■ Problem ■
The answer is one number: how many lines in the data below hold "coordinate".

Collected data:

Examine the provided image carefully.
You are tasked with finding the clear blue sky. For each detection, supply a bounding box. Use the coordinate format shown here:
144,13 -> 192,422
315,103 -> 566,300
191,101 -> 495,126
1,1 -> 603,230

...

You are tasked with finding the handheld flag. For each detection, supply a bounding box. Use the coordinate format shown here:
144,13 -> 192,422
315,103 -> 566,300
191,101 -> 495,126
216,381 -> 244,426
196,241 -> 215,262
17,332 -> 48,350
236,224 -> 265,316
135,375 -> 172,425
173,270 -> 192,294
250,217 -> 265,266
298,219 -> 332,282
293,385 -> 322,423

■ Written reply ■
2